Copy every one of the items below word for word, leaving out the pictures.
═════ Data to process ═════
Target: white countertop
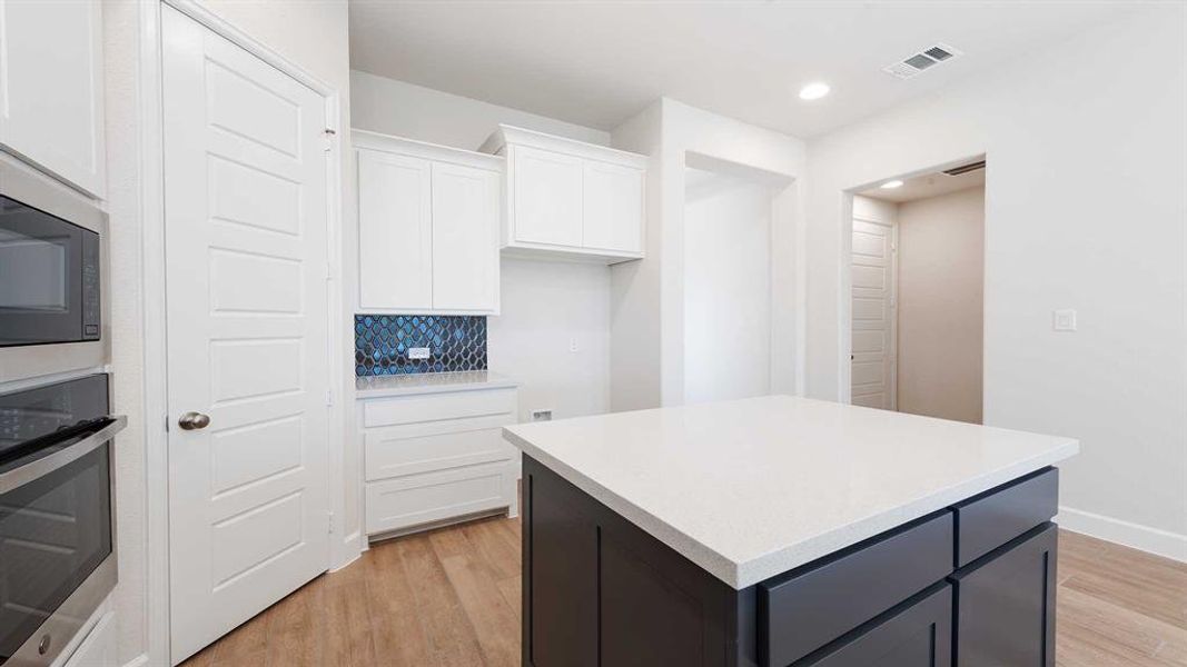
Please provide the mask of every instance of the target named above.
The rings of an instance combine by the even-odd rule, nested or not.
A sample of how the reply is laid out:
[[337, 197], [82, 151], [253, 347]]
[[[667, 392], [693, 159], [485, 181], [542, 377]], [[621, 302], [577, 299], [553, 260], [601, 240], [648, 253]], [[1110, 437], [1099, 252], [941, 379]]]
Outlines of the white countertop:
[[499, 389], [516, 386], [519, 386], [519, 382], [510, 377], [489, 370], [368, 375], [355, 379], [355, 398], [411, 396], [415, 394]]
[[503, 436], [735, 589], [1080, 449], [794, 396], [520, 424]]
═════
The output:
Target: white countertop
Please provide the mask of every instance of the target named above.
The rings of an instance combine by the even-odd rule, nested or not.
A sample of how the reply is laid out:
[[337, 197], [82, 151], [253, 347]]
[[[667, 392], [693, 159], [485, 181], [542, 377]], [[621, 302], [577, 299], [553, 260], [601, 240], [648, 253]], [[1110, 437], [1099, 252], [941, 379]]]
Outlines of the white countertop:
[[499, 389], [516, 386], [519, 386], [519, 382], [510, 377], [489, 370], [368, 375], [355, 379], [355, 398], [411, 396], [415, 394]]
[[503, 436], [735, 589], [1080, 449], [794, 396], [520, 424]]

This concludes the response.